Texto extraído:
******************************

Fue una sagaz periodista —regiomontana ella— quien, desencajada, puso cara de espanto nada mas al leer la portada Aquí volverá a temblar (Grijalbo 2018). “Me da gastritis nada mas de recordarlo”, confesó. Lo malo del asunto es que no tenemos otra opción, es un deber —de todos los chilangos— salir de la negación, conversar una y otra vez sobre estos asuntos y prepararnos, como si el siguiente desastre ocurriera mañana.
Ensanchar y mantener muy viva la cultura sísmica implicaría, por ejemplo, respondernos: ¿que hacen en otros países para preparar y enfrentar una devastación, digamos un temblor como el del 19 de septiembre?

******************************

Datos de origen:
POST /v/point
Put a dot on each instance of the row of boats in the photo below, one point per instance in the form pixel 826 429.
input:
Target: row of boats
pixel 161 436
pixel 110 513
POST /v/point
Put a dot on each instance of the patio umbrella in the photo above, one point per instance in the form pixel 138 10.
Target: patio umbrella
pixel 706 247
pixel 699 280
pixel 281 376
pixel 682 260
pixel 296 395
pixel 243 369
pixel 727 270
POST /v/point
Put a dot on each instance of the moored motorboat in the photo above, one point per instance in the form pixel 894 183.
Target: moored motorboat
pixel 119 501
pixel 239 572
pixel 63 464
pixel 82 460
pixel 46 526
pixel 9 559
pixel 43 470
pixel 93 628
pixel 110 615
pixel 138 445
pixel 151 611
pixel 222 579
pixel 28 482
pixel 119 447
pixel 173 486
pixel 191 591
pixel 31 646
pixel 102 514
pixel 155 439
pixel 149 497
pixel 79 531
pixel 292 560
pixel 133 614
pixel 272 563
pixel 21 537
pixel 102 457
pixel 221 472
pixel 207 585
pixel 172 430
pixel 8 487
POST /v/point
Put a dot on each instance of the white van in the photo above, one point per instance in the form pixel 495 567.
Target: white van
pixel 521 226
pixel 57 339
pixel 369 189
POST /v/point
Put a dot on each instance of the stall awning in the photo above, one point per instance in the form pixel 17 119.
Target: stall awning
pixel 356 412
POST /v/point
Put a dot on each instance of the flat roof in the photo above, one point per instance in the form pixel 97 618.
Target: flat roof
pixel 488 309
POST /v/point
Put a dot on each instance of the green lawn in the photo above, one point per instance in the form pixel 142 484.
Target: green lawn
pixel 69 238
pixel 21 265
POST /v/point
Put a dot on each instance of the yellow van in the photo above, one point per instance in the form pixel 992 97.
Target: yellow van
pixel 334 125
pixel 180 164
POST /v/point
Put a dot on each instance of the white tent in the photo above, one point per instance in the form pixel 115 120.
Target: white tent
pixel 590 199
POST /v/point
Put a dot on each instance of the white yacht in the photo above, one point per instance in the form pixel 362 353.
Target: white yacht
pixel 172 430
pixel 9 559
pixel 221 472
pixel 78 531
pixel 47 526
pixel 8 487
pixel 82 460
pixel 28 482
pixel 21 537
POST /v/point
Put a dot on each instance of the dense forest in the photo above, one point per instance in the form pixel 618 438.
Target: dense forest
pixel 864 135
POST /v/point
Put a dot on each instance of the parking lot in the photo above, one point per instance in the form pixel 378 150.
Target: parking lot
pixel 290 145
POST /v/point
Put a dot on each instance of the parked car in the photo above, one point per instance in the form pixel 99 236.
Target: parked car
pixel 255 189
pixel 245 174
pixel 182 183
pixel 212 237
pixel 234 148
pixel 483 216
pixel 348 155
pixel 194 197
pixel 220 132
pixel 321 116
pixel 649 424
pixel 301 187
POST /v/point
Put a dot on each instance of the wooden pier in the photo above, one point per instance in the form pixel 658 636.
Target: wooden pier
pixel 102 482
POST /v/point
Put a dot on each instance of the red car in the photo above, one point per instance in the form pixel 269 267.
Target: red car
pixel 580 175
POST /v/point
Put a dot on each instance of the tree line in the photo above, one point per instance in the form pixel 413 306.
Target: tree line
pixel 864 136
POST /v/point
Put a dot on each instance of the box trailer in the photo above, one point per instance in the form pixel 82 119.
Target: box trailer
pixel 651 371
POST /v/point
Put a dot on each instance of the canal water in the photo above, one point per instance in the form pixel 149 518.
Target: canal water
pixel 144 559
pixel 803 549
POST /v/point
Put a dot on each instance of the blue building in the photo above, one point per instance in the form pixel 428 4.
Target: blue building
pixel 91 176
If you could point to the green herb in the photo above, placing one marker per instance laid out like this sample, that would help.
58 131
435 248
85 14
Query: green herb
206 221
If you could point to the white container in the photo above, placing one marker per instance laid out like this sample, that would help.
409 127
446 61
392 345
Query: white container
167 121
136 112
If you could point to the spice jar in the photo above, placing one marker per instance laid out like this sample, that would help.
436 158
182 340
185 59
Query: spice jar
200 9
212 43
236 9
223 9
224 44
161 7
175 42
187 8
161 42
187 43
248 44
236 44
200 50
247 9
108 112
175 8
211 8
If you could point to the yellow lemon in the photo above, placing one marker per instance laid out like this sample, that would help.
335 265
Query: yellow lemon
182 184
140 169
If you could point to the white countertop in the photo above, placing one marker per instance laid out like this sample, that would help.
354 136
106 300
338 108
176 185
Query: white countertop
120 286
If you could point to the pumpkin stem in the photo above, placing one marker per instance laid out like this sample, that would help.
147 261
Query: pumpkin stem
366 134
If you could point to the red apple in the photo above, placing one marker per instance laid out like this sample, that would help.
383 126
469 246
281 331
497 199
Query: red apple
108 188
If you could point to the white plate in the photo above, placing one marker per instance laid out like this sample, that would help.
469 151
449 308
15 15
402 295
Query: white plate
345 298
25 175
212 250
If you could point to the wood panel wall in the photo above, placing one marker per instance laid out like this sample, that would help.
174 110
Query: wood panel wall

******************************

Orden de trabajo 1: Reproduce sin cambios el fragmento del texto sobre los sismos que va desde "Fue una sagaz" hasta "19 de septiembre?", ambos incluidos.
Orden de trabajo 2: Retoma el texto sobre los sismos y continúalo a partir de su última oración.
Los registros provienen de una fuente distinta a la del texto sobre los sismos.

Respuesta 1:
Fue una sagaz periodista —regiomontana ella— quien, desencajada, puso cara de espanto nada mas al leer la portada Aquí volverá a temblar (Grijalbo 2018). “Me da gastritis nada mas de recordarlo”, confesó. Lo malo del asunto es que no tenemos otra opción, es un deber —de todos los chilangos— salir de la negación, conversar una y otra vez sobre estos asuntos y prepararnos, como si el siguiente desastre ocurriera mañana.
Ensanchar y mantener muy viva la cultura sísmica implicaría, por ejemplo, respondernos: ¿que hacen en otros países para preparar y enfrentar una devastación, digamos un temblor como el del 19 de septiembre?

Respuesta 2:
Si usted es chileno y desea ayudar vehementemente ¿llevará a los albergues tortas, jabones, platos, refrescos, frutas, mole o todo tipo de medicinas? Nada de eso, el Protocolo exige agua, latas de alimentos no perecederos de fácil y rápida apertura, frazadas y pañales… no se admite nada más. Por una parte, no hay que llevar basura potencial a los escombros; clasificar un montón de objetos traídos reduce la rapidez y efectividad de la asistencia y ayudar no significa regalar lo que me ha sobrado en la despensa. Hay que “saber donar”, dicen.
Cuando ustedes entran por primera vez a la casa de un neozelandés típico (en Wellington, digamos) ocurrirán tres cosas: caravanas y sonrisas con un amable saludo; una presentación de gentes y en seguida, el anfitrión le mostrará la ruta de evacuación de su propio hogar.
Japón no cree en la buena suerte. Suponen que en una catástrofe los teléfonos van a fallar, punto. Los servicios de telefonía normal quedan obligados a suspender sus operaciones por ley, de modo que liberen espacio, eviten la congestión y permitan el paso a los “mensajes de emergencia” vía internet. Por esa red los nipones tienen predeterminado un buzón de voz (como whatsapp) donde comunican el “no te preocupes, estoy bien” a los números preestablecidos y por allí comparten noticias y necesidades. Se llama Disaster Voice Messaging Service.